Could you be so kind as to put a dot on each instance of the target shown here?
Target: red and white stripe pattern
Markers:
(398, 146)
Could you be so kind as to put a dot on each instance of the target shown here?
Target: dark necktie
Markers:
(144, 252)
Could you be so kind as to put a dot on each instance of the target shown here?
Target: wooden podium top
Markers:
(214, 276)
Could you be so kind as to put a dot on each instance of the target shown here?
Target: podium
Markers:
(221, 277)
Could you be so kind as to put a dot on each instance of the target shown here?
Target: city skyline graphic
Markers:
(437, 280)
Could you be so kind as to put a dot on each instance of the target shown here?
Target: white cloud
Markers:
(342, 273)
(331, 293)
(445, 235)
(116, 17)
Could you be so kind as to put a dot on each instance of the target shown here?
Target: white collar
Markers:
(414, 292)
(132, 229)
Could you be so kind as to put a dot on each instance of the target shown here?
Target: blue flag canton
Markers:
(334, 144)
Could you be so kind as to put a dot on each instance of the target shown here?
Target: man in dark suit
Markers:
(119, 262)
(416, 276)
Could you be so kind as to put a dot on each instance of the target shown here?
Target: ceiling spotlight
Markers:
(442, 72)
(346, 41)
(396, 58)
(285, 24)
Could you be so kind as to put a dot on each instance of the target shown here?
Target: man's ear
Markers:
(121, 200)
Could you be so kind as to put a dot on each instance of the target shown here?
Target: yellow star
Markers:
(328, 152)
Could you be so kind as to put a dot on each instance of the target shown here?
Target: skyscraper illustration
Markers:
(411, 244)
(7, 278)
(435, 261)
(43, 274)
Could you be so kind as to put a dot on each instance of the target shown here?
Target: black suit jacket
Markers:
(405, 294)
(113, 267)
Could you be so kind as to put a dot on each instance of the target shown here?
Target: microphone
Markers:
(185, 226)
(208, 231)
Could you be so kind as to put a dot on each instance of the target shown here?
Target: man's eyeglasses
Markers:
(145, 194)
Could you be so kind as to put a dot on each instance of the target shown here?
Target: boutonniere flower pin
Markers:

┄┄┄┄┄┄┄┄┄┄┄┄┄┄┄┄┄┄┄┄

» AIM
Write out every line from the records above, word for word.

» WRITTEN SOLUTION
Could you be so kind as to put a dot on each instance of the target shown here?
Target: red and white stripe pattern
Markers:
(398, 146)
Could you be so kind as to put a dot on each instance of the target shown here?
Target: dark necktie
Markers:
(144, 252)
Could you be so kind as to put a dot on each instance of the target shown here?
Target: wooden podium top
Markers:
(214, 276)
Could you be so kind as to put a dot on each instance of the target shown here?
Target: podium
Markers:
(221, 277)
Could you be so kind as to put a dot on each instance of the target shown here?
Target: city skyline graphic
Markers:
(437, 280)
Could you be so kind as to put a dot on each instance of the target shown here?
Target: white cloud
Markers:
(342, 273)
(331, 293)
(445, 235)
(116, 17)
Could you be so kind as to put a dot on each instance of the target shown here?
Target: white collar
Markers:
(414, 292)
(132, 229)
Could you be so kind as to put a dot on each instance of the target shown here?
Target: blue flag canton
Markers:
(334, 144)
Could you be so kind as to put a dot on each instance of the target shown here?
Target: man in dark suit
Markers:
(119, 262)
(416, 276)
Could you be so kind as to put a dot on each instance of the target shown here?
Target: ceiling spotlight
Markers:
(442, 72)
(346, 41)
(396, 58)
(285, 24)
Could you be so kind as to put a dot on each instance of the target shown here?
Target: man's ear
Markers:
(121, 200)
Could you be so kind as to put a dot on each instance of the target shown here?
Target: yellow star
Markers:
(328, 152)
Could you be so kind as to put a dot on each instance of the target shown here?
Target: skyscraper illustration
Markers:
(411, 244)
(7, 278)
(435, 261)
(43, 274)
Could you be so kind as to put a dot on each instance of the target shown here?
Target: black suit jacket
Markers:
(405, 294)
(113, 267)
Could you be so kind as to put a dot on each instance of the target shown here?
Target: microphone
Markers:
(185, 226)
(208, 231)
Could you be so kind as to put a dot on each instance of the target shown here?
Target: man's eyeglasses
Markers:
(145, 194)
Could you be so kind as to put a dot on each instance of the target shown here?
Target: boutonniere flower pin
Markers:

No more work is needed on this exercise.